*GIVEN INSTRUCTION:* Identify each line in the entries below that contains the word "oregano", and copy those lines out in full.

*GIVEN RECORDS:*
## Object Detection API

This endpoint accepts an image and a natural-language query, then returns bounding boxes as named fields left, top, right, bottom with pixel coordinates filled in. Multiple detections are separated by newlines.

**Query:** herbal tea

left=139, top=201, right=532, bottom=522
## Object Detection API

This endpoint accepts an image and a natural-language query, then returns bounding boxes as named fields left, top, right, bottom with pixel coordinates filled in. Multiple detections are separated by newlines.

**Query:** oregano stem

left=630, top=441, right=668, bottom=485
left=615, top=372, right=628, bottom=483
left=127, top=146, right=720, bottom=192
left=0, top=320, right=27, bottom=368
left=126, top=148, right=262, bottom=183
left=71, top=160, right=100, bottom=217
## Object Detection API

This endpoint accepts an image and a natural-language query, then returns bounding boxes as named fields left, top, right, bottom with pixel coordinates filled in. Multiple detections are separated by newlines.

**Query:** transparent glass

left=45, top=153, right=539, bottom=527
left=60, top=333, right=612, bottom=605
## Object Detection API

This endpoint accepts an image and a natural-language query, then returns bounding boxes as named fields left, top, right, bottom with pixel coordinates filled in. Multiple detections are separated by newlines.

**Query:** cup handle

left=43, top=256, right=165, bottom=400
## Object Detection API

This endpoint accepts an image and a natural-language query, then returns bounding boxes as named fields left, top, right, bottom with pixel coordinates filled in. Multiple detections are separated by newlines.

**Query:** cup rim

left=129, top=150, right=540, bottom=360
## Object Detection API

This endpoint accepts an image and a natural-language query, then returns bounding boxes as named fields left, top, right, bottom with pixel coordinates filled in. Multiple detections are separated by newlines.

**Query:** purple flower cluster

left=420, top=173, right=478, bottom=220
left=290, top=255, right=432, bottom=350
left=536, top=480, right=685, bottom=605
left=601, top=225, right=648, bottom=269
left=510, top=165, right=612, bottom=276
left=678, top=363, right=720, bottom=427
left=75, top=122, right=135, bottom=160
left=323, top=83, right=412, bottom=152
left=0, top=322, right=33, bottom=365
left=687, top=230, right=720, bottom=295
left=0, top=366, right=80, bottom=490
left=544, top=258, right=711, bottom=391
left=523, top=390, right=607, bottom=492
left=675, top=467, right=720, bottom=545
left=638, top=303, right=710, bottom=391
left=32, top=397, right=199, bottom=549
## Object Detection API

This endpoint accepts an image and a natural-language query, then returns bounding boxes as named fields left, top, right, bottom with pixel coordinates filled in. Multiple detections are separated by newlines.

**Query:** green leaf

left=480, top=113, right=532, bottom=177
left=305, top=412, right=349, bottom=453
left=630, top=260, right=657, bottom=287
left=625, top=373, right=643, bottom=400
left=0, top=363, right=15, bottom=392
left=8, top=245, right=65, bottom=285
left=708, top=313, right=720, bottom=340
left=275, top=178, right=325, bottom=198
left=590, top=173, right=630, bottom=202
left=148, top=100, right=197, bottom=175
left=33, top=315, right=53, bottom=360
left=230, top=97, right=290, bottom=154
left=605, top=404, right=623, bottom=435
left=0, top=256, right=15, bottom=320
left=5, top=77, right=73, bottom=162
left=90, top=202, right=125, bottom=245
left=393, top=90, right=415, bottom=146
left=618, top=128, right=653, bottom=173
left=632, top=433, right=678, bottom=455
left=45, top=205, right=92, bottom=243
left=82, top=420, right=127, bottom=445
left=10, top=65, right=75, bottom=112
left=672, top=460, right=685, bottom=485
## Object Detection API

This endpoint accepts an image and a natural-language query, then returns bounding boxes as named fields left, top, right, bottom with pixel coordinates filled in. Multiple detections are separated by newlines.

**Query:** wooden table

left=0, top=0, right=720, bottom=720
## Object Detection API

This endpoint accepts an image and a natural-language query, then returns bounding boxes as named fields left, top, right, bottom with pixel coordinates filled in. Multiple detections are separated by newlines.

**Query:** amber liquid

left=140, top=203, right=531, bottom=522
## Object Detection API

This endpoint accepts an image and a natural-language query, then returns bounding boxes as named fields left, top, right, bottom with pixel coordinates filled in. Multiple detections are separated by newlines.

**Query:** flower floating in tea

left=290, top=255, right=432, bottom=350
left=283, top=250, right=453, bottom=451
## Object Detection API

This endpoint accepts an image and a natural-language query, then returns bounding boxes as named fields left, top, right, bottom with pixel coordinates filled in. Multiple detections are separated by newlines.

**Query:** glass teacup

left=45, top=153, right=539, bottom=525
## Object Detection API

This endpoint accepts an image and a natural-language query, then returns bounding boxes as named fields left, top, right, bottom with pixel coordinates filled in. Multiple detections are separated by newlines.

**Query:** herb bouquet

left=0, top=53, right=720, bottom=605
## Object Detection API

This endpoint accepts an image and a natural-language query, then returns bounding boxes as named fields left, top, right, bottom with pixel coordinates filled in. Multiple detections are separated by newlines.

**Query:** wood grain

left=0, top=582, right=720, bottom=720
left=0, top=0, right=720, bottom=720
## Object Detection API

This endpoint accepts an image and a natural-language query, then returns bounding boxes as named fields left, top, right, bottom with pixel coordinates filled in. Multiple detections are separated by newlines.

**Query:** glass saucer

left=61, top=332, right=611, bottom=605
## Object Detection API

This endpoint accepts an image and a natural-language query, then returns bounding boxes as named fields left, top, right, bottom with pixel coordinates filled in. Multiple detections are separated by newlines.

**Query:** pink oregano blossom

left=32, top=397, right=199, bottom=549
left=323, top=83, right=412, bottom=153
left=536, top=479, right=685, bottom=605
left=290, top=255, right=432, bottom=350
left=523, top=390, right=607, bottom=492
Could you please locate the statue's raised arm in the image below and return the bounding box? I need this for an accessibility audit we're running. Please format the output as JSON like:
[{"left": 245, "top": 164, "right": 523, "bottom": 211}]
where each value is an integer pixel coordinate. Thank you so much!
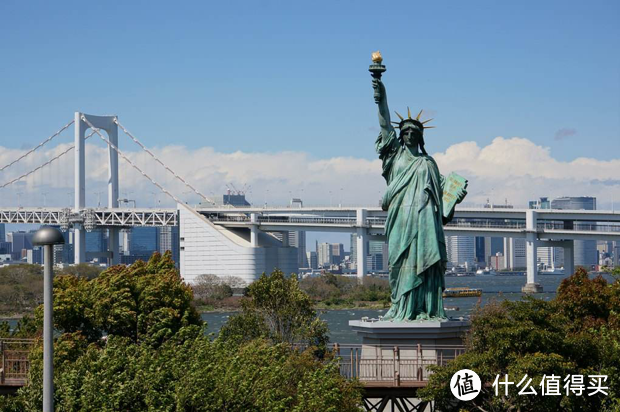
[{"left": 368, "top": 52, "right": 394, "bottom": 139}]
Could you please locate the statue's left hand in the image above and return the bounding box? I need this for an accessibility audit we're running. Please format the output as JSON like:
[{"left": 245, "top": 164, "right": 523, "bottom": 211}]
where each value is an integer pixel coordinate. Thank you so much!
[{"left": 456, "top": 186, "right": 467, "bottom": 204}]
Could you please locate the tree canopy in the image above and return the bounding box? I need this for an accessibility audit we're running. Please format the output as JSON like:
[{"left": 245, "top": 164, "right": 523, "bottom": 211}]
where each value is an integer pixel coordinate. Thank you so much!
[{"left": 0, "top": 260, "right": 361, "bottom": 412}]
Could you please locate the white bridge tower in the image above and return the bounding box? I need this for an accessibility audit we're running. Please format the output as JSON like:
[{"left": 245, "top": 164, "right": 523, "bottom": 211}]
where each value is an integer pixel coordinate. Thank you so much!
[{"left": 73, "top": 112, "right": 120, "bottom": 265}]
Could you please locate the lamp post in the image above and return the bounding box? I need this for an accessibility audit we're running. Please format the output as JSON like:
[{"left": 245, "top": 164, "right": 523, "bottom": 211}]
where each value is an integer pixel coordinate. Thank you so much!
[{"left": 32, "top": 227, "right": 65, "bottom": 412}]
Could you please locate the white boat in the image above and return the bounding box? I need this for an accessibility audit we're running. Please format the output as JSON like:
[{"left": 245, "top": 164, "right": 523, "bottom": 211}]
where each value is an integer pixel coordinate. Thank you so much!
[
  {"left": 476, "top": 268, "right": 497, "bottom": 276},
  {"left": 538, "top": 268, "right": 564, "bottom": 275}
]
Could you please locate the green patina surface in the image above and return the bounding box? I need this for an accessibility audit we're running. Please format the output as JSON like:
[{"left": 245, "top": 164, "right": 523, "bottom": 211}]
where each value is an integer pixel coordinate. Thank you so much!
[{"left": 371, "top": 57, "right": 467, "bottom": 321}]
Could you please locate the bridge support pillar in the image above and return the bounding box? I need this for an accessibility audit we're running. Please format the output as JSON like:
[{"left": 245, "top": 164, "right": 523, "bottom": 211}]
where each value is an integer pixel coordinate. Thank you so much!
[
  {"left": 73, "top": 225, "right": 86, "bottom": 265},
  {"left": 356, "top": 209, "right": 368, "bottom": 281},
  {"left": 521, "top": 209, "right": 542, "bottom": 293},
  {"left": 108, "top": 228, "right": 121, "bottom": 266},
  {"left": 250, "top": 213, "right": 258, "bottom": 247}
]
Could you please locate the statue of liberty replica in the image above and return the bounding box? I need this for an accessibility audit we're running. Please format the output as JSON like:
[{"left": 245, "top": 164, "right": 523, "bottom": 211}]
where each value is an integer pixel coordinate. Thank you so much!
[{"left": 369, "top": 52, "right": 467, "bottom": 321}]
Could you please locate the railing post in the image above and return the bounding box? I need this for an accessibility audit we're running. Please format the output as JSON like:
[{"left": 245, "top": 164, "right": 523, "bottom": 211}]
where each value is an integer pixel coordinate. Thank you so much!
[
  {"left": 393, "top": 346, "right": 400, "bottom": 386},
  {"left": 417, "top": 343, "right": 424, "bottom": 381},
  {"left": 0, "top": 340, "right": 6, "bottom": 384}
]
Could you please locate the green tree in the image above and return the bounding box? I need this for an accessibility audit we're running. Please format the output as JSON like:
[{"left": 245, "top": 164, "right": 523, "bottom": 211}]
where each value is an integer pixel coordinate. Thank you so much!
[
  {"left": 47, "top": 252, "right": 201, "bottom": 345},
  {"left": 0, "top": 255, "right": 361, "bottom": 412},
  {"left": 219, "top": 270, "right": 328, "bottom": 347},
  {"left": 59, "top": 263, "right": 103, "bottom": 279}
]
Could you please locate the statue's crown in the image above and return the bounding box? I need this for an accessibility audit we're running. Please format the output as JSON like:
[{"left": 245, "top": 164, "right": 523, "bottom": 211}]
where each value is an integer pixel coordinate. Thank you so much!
==
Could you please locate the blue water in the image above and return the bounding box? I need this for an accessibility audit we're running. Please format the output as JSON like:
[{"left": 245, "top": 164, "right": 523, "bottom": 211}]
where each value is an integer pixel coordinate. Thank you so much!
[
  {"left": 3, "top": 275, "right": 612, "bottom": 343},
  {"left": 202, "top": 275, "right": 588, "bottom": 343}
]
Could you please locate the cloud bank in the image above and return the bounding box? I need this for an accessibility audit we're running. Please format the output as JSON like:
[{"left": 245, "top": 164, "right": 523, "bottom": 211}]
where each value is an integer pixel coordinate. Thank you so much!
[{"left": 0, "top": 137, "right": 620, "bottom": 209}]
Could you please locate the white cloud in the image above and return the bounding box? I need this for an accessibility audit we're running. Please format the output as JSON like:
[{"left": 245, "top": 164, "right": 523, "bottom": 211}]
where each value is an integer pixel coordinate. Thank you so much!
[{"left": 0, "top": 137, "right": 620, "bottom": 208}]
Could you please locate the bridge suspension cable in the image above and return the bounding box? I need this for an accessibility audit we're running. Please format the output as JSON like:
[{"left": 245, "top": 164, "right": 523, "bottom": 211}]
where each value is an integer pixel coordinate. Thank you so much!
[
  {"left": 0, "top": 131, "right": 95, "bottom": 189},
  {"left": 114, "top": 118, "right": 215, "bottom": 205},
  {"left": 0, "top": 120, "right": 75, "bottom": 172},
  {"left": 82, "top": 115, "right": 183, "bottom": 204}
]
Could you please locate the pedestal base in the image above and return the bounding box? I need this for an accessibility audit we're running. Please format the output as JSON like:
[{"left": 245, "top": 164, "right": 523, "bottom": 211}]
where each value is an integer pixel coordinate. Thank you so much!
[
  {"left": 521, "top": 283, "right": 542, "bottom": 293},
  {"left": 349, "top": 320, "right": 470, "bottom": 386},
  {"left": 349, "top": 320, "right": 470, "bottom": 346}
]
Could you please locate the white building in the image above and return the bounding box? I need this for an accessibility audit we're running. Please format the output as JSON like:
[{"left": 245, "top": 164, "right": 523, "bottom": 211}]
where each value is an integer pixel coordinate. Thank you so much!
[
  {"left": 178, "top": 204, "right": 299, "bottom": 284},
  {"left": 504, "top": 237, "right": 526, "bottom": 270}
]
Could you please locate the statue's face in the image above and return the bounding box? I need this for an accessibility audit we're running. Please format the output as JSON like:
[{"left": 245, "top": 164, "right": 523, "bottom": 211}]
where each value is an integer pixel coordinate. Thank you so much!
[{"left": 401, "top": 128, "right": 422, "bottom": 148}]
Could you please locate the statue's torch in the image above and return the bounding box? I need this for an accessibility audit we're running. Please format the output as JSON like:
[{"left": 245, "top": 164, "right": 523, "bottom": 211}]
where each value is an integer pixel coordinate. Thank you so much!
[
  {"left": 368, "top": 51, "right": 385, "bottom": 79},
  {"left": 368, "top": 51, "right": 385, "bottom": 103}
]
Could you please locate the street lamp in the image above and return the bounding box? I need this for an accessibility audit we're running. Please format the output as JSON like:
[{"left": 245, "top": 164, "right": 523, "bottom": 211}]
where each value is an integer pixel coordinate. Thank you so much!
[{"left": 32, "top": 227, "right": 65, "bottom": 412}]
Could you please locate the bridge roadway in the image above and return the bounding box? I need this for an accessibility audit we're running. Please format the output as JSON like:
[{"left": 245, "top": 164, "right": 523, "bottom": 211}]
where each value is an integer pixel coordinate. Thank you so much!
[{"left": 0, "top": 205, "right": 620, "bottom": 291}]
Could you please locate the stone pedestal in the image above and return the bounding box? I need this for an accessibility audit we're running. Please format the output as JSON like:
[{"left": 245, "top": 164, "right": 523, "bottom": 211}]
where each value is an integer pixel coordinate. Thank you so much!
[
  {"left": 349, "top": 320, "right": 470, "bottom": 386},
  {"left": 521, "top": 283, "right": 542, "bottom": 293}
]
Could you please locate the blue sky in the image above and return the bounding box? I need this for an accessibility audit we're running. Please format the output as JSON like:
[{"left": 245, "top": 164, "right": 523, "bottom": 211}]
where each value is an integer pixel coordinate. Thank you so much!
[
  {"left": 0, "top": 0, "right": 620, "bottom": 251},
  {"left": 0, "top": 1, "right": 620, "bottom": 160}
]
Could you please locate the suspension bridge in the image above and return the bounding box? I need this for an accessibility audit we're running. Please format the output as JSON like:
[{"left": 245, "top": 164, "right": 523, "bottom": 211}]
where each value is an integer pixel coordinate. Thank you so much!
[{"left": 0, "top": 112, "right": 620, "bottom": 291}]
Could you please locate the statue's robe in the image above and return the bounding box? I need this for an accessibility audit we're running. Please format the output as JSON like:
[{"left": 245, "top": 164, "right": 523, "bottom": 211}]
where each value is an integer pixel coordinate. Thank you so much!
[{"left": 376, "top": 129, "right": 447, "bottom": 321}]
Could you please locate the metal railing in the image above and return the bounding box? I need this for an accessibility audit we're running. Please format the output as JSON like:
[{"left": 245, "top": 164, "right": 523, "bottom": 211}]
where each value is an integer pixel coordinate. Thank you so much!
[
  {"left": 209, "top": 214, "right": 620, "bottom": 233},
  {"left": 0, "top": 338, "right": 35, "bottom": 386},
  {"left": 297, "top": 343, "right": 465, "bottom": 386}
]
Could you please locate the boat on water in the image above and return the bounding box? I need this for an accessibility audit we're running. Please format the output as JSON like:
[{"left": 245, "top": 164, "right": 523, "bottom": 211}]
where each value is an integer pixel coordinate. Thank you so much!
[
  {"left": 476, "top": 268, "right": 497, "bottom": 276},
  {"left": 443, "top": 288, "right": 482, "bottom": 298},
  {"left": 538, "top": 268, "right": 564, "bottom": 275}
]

*ANSWER FOR THE TASK:*
**Query:** oregano stem
**Query:** pink oregano blossom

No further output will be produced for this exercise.